Objective: Will you reproduce the items below word for word, from their very first line up to and including the line with "column 528, row 60"?

Coordinate annotation records:
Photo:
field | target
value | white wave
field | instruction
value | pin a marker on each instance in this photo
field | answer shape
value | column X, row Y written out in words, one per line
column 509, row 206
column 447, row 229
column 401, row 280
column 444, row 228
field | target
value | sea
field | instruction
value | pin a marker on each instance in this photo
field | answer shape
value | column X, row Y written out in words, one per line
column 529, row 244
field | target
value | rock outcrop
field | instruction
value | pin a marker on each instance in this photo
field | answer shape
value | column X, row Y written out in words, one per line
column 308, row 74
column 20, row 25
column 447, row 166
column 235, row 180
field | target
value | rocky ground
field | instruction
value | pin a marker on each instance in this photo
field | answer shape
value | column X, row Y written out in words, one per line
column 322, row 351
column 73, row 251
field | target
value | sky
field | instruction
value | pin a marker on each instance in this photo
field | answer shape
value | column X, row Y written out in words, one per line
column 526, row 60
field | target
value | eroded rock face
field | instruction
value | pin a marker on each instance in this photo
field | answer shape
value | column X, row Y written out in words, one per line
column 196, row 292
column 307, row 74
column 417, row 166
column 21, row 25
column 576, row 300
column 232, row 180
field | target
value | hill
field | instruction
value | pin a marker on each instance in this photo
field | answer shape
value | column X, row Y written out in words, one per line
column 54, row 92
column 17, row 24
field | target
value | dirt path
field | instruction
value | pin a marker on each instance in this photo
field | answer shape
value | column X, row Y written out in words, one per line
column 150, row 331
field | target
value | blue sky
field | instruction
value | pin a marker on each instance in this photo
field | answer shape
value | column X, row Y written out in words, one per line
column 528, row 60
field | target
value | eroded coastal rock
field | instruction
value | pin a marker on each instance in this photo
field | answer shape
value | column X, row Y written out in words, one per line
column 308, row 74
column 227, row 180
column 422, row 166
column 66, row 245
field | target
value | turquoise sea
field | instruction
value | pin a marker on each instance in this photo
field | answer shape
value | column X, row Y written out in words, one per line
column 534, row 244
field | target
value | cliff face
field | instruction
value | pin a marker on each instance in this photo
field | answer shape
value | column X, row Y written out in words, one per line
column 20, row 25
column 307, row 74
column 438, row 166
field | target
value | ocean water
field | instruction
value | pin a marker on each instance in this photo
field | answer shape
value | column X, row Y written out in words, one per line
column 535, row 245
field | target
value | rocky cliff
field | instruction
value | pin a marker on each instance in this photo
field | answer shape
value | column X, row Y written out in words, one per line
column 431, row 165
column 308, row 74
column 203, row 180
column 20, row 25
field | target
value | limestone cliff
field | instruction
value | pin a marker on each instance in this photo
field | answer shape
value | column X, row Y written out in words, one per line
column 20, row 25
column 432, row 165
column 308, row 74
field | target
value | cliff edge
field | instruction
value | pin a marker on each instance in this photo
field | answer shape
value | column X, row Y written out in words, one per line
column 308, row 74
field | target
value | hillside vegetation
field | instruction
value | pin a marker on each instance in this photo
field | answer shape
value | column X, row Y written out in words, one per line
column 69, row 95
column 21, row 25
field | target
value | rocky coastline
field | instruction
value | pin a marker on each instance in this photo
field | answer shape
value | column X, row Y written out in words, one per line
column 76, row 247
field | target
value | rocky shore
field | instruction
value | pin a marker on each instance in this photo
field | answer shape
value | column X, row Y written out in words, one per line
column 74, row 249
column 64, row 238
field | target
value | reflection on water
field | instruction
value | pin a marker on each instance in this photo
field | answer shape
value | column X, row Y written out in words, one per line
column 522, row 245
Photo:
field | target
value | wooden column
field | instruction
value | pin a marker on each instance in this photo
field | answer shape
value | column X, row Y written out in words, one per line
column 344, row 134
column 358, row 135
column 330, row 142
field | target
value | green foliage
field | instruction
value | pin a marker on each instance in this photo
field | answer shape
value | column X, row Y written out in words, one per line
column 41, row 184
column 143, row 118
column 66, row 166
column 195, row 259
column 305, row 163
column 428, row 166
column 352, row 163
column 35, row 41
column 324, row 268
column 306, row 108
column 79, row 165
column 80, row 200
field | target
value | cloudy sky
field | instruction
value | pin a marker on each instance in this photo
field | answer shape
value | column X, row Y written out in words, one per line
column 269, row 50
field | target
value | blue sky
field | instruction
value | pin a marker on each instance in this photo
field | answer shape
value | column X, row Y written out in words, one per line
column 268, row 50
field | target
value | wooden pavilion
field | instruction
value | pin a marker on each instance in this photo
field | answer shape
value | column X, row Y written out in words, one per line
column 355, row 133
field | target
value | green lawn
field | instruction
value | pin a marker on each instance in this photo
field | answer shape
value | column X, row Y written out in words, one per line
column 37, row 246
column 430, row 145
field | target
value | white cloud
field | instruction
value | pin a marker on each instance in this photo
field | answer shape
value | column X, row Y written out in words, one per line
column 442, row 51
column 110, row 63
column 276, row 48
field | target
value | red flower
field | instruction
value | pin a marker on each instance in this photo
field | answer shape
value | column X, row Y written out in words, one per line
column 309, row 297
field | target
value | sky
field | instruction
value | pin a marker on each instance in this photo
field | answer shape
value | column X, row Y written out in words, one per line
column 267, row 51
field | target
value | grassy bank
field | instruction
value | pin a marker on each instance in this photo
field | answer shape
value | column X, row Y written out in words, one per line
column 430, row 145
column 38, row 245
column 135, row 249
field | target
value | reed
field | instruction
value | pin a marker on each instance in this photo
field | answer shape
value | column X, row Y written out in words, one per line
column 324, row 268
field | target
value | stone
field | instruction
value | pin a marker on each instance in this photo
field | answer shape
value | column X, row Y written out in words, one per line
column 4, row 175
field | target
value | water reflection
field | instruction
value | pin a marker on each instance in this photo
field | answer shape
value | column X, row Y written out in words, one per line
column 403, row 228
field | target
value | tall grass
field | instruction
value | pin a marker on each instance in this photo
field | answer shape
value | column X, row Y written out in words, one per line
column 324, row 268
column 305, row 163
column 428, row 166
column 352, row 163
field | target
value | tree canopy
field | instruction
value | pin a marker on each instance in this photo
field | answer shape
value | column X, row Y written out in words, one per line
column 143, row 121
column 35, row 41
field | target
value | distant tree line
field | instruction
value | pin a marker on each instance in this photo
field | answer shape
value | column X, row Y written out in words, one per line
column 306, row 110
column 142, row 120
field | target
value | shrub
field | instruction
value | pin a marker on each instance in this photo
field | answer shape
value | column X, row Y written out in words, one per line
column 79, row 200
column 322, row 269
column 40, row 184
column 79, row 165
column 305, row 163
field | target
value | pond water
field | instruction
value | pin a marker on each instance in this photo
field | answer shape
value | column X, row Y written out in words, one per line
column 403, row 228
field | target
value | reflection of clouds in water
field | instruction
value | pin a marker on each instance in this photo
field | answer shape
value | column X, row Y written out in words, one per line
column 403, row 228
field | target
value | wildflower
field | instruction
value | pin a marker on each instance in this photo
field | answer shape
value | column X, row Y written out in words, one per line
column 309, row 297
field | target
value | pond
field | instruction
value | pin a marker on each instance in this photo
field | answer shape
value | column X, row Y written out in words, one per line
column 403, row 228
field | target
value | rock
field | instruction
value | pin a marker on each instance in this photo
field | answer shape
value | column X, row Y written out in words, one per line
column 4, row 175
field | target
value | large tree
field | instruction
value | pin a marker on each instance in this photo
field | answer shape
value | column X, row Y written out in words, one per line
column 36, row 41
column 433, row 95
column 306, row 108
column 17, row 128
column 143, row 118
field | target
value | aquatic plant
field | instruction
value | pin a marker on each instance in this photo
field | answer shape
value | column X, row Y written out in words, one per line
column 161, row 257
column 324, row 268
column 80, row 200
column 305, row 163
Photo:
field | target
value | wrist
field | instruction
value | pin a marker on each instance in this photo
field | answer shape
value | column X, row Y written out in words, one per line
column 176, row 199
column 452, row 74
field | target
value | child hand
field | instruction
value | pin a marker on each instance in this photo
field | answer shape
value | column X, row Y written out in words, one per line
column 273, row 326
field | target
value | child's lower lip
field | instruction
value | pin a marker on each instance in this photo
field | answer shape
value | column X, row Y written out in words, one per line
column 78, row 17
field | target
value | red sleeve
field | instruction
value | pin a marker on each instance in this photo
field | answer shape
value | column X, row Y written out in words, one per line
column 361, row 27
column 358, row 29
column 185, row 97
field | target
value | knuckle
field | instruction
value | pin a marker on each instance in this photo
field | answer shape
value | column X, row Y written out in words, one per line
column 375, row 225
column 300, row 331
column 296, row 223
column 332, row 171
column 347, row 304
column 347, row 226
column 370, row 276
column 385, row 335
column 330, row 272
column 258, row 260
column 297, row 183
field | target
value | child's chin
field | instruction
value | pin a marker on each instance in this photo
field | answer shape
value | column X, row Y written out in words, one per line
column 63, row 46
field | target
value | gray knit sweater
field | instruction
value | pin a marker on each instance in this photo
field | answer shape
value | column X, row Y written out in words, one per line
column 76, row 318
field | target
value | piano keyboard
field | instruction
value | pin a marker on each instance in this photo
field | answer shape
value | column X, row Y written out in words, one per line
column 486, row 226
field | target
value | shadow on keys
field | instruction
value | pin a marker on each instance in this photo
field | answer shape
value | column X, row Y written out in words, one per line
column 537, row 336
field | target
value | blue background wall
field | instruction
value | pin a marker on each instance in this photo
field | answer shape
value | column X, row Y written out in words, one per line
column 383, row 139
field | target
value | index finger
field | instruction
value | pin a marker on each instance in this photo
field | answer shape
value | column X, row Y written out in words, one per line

Full answer:
Photo:
field | target
value | white wave
field | instruction
value | pin a marker on each instance in this photo
field | answer shape
value | column X, row Y written out in words, one per line
column 509, row 206
column 447, row 229
column 401, row 280
column 444, row 228
field | target
value | sea
field | instruction
value | pin a marker on each instance in this photo
field | answer shape
value | column X, row Y written out in words, one per line
column 529, row 244
field | target
value | rock outcrop
field | instruction
value | pin a marker on each instance in this photo
field | answer shape
value | column X, row Y written out in words, one per line
column 308, row 74
column 20, row 25
column 447, row 166
column 235, row 180
field | target
value | rocky ground
field | instruction
value | pin a marker on each instance in this photo
field | answer shape
value | column X, row Y written out in words, one per line
column 322, row 351
column 73, row 251
field | target
value | sky
field | instruction
value | pin a marker on each instance in this photo
field | answer shape
value | column X, row Y written out in words, one per line
column 526, row 60
field | target
value | eroded rock face
field | instruction
value | pin a marker on each instance in this photo
field | answer shape
value | column X, row Y written out in words, one per line
column 196, row 292
column 307, row 74
column 417, row 166
column 21, row 25
column 576, row 300
column 232, row 180
field | target
value | hill
field | instruction
value | pin a marker on each instance in this photo
field | answer shape
value | column X, row Y written out in words, one per line
column 54, row 92
column 17, row 24
field | target
value | dirt path
field | instruction
value | pin a marker on each instance in this photo
field | answer shape
value | column X, row Y written out in words, one per line
column 150, row 331
field | target
value | blue sky
field | instruction
value | pin a marker on each instance in this photo
field | answer shape
value | column X, row Y written out in words, one per line
column 528, row 60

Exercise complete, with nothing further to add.